In full and without deviation, write out the entries that follow.

● Dataset records
=-=-=

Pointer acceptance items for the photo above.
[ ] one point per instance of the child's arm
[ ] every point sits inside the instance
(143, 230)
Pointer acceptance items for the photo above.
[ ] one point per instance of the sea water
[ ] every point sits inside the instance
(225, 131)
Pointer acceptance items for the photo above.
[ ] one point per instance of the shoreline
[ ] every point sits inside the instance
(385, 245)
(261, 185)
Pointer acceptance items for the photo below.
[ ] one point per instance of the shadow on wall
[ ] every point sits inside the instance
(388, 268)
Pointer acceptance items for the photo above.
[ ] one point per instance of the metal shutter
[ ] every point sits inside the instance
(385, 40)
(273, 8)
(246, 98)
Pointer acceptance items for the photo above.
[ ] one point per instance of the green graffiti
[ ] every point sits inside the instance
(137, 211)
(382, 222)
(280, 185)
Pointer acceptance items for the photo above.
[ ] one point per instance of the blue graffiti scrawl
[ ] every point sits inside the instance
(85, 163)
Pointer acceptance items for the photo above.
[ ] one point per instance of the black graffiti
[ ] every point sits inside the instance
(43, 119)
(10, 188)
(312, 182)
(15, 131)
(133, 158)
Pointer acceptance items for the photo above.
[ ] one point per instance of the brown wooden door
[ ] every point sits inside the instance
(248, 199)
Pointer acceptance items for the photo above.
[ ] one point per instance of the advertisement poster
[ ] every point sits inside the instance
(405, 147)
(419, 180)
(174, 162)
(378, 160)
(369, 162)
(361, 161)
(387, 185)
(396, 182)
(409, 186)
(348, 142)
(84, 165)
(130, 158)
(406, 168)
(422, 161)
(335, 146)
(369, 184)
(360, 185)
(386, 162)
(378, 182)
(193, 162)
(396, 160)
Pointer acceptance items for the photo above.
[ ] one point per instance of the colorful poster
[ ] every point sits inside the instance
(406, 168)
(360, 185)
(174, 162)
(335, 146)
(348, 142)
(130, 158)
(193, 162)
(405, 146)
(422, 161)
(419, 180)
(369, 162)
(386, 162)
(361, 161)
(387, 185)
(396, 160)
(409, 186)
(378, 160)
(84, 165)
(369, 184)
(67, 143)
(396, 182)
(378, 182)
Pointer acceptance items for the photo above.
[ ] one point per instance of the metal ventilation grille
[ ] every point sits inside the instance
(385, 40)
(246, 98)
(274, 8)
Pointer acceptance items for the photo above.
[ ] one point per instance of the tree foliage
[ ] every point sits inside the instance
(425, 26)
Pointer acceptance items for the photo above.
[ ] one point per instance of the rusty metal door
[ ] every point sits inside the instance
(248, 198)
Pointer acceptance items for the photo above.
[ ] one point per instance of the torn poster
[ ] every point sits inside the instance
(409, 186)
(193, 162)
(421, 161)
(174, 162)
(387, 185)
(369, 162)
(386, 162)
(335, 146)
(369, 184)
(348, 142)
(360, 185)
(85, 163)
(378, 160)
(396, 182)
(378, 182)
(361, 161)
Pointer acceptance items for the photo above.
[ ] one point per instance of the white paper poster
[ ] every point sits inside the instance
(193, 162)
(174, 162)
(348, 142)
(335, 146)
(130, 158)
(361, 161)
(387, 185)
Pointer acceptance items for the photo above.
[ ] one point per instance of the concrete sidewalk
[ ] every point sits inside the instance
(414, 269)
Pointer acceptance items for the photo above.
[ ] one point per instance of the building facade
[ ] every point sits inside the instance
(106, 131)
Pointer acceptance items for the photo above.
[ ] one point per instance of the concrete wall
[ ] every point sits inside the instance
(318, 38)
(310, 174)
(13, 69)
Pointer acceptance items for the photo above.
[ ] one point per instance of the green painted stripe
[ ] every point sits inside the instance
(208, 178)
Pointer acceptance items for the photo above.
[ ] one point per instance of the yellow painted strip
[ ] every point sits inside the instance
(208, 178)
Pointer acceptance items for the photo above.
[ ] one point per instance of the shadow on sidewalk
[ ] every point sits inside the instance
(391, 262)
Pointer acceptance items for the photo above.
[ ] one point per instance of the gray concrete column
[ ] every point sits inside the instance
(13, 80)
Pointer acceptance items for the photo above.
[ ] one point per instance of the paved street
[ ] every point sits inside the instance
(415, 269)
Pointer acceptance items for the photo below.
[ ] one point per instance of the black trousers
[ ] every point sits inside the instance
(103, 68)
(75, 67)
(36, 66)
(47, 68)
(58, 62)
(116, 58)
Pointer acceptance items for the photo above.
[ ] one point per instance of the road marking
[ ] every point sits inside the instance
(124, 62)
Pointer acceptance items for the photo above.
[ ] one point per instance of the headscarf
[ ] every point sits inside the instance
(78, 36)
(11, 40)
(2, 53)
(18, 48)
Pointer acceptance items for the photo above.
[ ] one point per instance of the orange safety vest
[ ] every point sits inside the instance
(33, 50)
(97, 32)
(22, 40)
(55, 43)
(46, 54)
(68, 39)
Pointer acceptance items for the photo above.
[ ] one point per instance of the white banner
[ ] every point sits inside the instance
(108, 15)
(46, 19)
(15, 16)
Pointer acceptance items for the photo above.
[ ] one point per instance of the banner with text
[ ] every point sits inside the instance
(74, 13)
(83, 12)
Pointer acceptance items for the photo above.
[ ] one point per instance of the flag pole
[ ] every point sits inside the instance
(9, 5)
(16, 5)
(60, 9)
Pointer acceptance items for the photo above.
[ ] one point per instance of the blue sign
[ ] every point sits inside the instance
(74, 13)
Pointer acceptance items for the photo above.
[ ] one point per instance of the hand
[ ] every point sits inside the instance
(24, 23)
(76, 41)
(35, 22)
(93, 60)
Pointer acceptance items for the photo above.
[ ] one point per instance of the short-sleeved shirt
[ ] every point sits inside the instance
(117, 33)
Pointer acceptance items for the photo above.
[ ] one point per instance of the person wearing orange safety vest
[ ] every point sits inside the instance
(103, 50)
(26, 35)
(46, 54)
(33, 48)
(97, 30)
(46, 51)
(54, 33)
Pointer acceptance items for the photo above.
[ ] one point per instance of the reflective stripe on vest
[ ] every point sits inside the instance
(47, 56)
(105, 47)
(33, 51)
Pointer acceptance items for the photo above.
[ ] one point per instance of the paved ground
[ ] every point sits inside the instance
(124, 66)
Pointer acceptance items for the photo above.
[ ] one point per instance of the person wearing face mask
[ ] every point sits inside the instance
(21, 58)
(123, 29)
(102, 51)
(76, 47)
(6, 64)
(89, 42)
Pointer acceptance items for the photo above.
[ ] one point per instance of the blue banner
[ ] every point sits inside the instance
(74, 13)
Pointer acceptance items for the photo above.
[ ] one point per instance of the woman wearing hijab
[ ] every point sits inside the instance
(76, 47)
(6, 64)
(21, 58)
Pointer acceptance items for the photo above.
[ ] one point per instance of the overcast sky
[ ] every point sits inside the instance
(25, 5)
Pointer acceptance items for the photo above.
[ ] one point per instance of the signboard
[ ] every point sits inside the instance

=-=-=

● Written answer
Pointer acceptance items for the photo above.
[ ] one point per instance of the child's arm
[ ] every point sits inside the instance
(143, 230)
Pointer acceptance items for the photo above.
[ ] one point per instance of the sea water
[ ] every point sits inside the instance
(225, 131)
Pointer acceptance items for the photo above.
[ ] one point per instance of the shoreline
[ ] every point sits inside the instance
(385, 245)
(261, 185)
Pointer acceptance items for the photo below.
[ ] one point per instance of the shadow on wall
[ ] every point sits inside the instance
(388, 268)
Pointer acceptance items for the photo above.
[ ] one point per instance of the metal shutter
[ ] every point sits inside the instance
(385, 40)
(273, 8)
(246, 98)
Pointer acceptance items for the photo above.
[ ] one point per instance of the green graffiti
[ ] every point sits inside the instance
(137, 211)
(382, 222)
(280, 185)
Pointer acceptance items for the photo above.
[ ] one point per instance of the blue graffiti scrawl
[ ] every point sits inside the instance
(85, 163)
Pointer acceptance items for the photo above.
[ ] one point per instance of the black graffiti
[ ] every point sits inside the instance
(43, 119)
(10, 188)
(312, 182)
(15, 131)
(133, 158)
Pointer acceptance items for the photo above.
[ ] one point per instance of the brown wooden door
[ ] every point sits inside the instance
(248, 199)
Pointer acceptance items for the photo above.
[ ] one point per instance of the advertisement poster
[ ] every point sits inside the instance
(405, 147)
(419, 180)
(174, 162)
(378, 160)
(369, 162)
(361, 161)
(387, 185)
(396, 182)
(409, 186)
(348, 142)
(84, 165)
(130, 158)
(406, 168)
(422, 161)
(335, 146)
(369, 184)
(360, 185)
(386, 162)
(378, 182)
(193, 162)
(396, 160)
Pointer acceptance items for the photo above.
[ ] one point per instance of the colorful poster
[ ] every point sits inside the instance
(406, 168)
(360, 185)
(174, 162)
(335, 146)
(348, 142)
(130, 158)
(193, 162)
(405, 146)
(422, 161)
(419, 180)
(369, 162)
(386, 162)
(361, 161)
(387, 185)
(396, 160)
(409, 186)
(378, 160)
(84, 165)
(369, 184)
(67, 143)
(396, 182)
(378, 182)
Pointer acceptance items for the photo above.
[ ] one point per instance of the metal ventilation grille
[ ] every point sits inside the instance
(385, 40)
(246, 98)
(274, 8)
Pointer acceptance items for the photo above.
[ ] one point per instance of the tree foliage
[ ] every point sits inside the instance
(425, 26)
Pointer acceptance items for the photo above.
[ ] one point per instance of the rusty metal door
[ ] every point sits inside the instance
(248, 198)
Pointer acceptance items for the photo above.
[ ] one point per instance of the torn poster
[ ] every point sits inside the instance
(409, 186)
(193, 162)
(421, 161)
(174, 162)
(387, 185)
(369, 162)
(386, 162)
(335, 146)
(369, 184)
(348, 142)
(360, 185)
(85, 163)
(378, 160)
(396, 182)
(378, 182)
(361, 161)
Pointer acceptance items for the photo above.
[ ] one point per instance of the white paper poster
[ ] every point sits inside the instance
(193, 162)
(174, 162)
(348, 142)
(335, 146)
(130, 158)
(361, 161)
(387, 185)
Pointer acceptance items for the photo above.
[ ] one point per instance of the concrete sidewalk
[ ] every point sits inside the instance
(414, 269)
Pointer acceptance items for the photo above.
[ ] one point per instance of the building facade
[ ] every point sits inside the instance
(106, 131)
Pointer acceptance items for the photo above.
[ ] one point per instance of the concrete wall
[ ] every point sits inside the instance
(318, 38)
(310, 174)
(13, 69)
Pointer acceptance items for the photo above.
[ ] one point per instance of the green painted stripe
[ ] every point sits inside the instance
(208, 178)
Pointer acceptance items for the photo above.
[ ] one point per instance of the yellow painted strip
[ ] every point sits inside the instance
(208, 178)
Pointer acceptance items for the photo above.
[ ] one point per instance of the shadow on sidewalk
[ ] every point sits inside the instance
(391, 262)
Pointer acceptance items for the photo above.
[ ] one point per instance of the gray concrete column
[ ] every point sits inside the instance
(13, 80)
Pointer acceptance items for the photo above.
[ ] one point per instance of the paved street
[ ] every point sits inside the instance
(415, 269)
Pointer acceptance items for the photo below.
[ ] one point per instance of the black trousers
[ ] every point sits inside the instance
(103, 68)
(75, 67)
(36, 66)
(47, 68)
(58, 62)
(116, 58)
Pointer acceptance items for the photo above.
[ ] one point per instance of the road marking
[ ] every point sits inside the instance
(124, 62)
Pointer acceptance items for the photo above.
[ ] one point per instance of the headscarf
[ ] every point sits inside the instance
(78, 36)
(11, 40)
(2, 53)
(18, 48)
Pointer acceptance items for the photo above.
[ ] one point per instance of the orange safety vest
[ ] every point sits inside the instance
(33, 50)
(97, 32)
(22, 40)
(55, 43)
(46, 54)
(68, 39)
Pointer acceptance items for the photo above.
[ ] one point per instance of the white banner
[ ] every point sits inside the instance
(108, 15)
(46, 19)
(15, 16)
Pointer acceptance items for the photo above.
[ ] one point per instance of the banner with text
[ ] every point sits inside the instance
(74, 13)
(83, 12)
Pointer acceptance items for the photo above.
[ ] one point per instance of the flag pole
[ ] every point sits inside the instance
(9, 5)
(16, 5)
(60, 9)
Pointer acceptance items for the photo above.
[ ] one point per instance of the blue sign
[ ] every point sits inside the instance
(74, 13)
Pointer acceptance items for the photo above.
[ ] one point per instance of the hand
[ ] every point sits inside the instance
(24, 23)
(76, 41)
(35, 22)
(93, 60)
Pointer acceptance items for the photo above.
[ ] one point per instance of the short-sleeved shirt
[ ] every point sits inside the instance
(117, 33)
Pointer acceptance items for the photo above.
[ ] one point per instance of the person wearing orange safety vest
[ ] every point sits inside the instance
(103, 50)
(26, 35)
(46, 54)
(33, 48)
(97, 30)
(46, 51)
(54, 33)
Pointer acceptance items for the photo above.
[ ] one point per instance of the reflective stripe on vest
[ ] every point sits inside the instance
(47, 56)
(105, 47)
(33, 51)
Pointer acceptance items for the photo above.
[ ] one point per instance of the paved ground
[ ] every point sits inside the instance
(124, 66)
Pointer acceptance items for the photo above.
[ ] one point per instance of the person wearing face mask
[ ] every point sits inside the instance
(21, 58)
(123, 29)
(102, 51)
(76, 47)
(6, 64)
(89, 42)
Pointer acceptance items for the photo above.
[ ] one point per instance of the blue banner
[ ] every point sits inside the instance
(74, 13)
Pointer acceptance items for the photo above.
[ ] one point per instance of the woman wearing hijab
[ ] every point sits inside the instance
(76, 47)
(6, 64)
(21, 58)
Pointer acceptance items for the photo above.
[ ] one point per instance of the overcast sky
[ ] every point sits inside the instance
(25, 5)
Pointer acceptance items for the photo above.
[ ] one point per instance of the signboard
[ ] every point sits inside the instance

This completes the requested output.